Selected passage
------------

Advancement of AI Researchers
Pieter Abbeel: What caught your attention the most when you were a child? How did these help you become an AI researcher and entrepreneur?
Aidan Gomez: I grew up in a forest in Ontario, where my family ran a maple syrup farm, so my upbringing was greatly influenced by Canada. I found such a life very comfortable, but it had its drawbacks, which was the lack of internet. In fact, even now, there is no internet there, so I later bought my parents Starlink, which is the best option currently available. Therefore, during my upbringing, I could not access as much as my friends could, but because of this, the internet became more attractive to me.
I had a computer with a modem at home, which was the only thing I could access at that time. So, I knew that I had to make the most of it and maximize its utility, which forced me to learn coding and understand how to make computers work better for me. I told myself to play with computers better than anyone else and to maximize their performance as much as possible.
Later, I gradually learned some programming skills and became interested in it. Almost at that time, everyone was beginning to access the internet, especially in rural areas. As a result, many stores needed to build websites and mark their locations on Google Maps.
So, I started a small company to help businesses in my town (about 10,000 people) get online, and of course, I charged a fee for it. Looking back now, the fee I charged was quite high, but it was actually very reasonable because it was below the market price. This was my first venture and my first exposure to customers. I really enjoyed this process because I could help people realize their business dreams, scale their businesses, and make them visible to more people.
Pieter Abbeel: Can you give some advice to kids who want to enter the AI industry? What should they do? What is the best path to achieve it?
Aidan Gomez: It depends on personal interests, the technical aspects one wants to engage in, and how much time one wants to invest in it. If one wants to become a researcher, it is necessary to delve into multivariable calculus, linear algebra, optimization theory, etc., gradually deepening into neural networks and machine learning, and of course, reading relevant papers is also essential.

------------

(Referring expression pointing data)
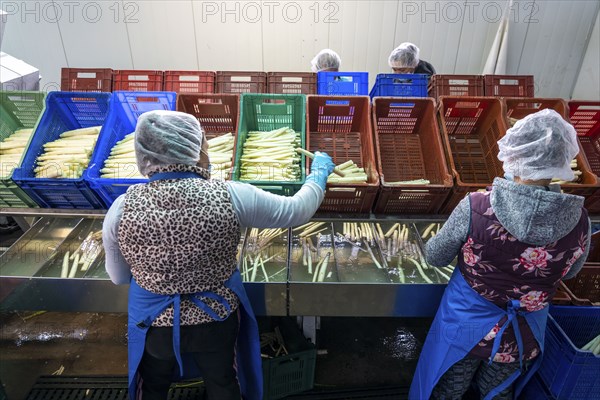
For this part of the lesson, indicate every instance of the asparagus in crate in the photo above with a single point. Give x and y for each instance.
(271, 156)
(121, 163)
(352, 174)
(358, 259)
(403, 254)
(265, 256)
(12, 149)
(316, 260)
(69, 155)
(220, 152)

------------

What to do
Pick up the interview between Pieter Abbeel and Aidan Gomez after its final sentence, and write what comes next.

Output of the task
I remember when I was at the University of Toronto, I often brought a stack of papers to the gym, reading papers and taking notes during breaks. Mike Volpi, a partner at Index Ventures, often teased me about these things, and looking back, it was quite embarrassing. But this approach was very practical; instead of wasting time during breaks or while exercising, it was better to read and write papers to enrich myself. I believe one should be obsessed with research materials and truly invest time in studying.
When you first start reading papers, you may not understand a single sentence, and at that point, you need to stop and learn the relevant knowledge before continuing. Therefore, it may take you several days or even weeks to read a paper. But you will eventually learn this knowledge and become very familiar with it, and even contribute new insights in that field.
In terms of products, do not waste time on low-level details, but focus on meaningful products. Grasp technology trends, insight into what products are currently lacking in the market, and think about what technologies are needed to realize such products. Make bold guesses and frequently communicate with potential customers to validate your ideas. In short, choosing different directions requires different paths to take.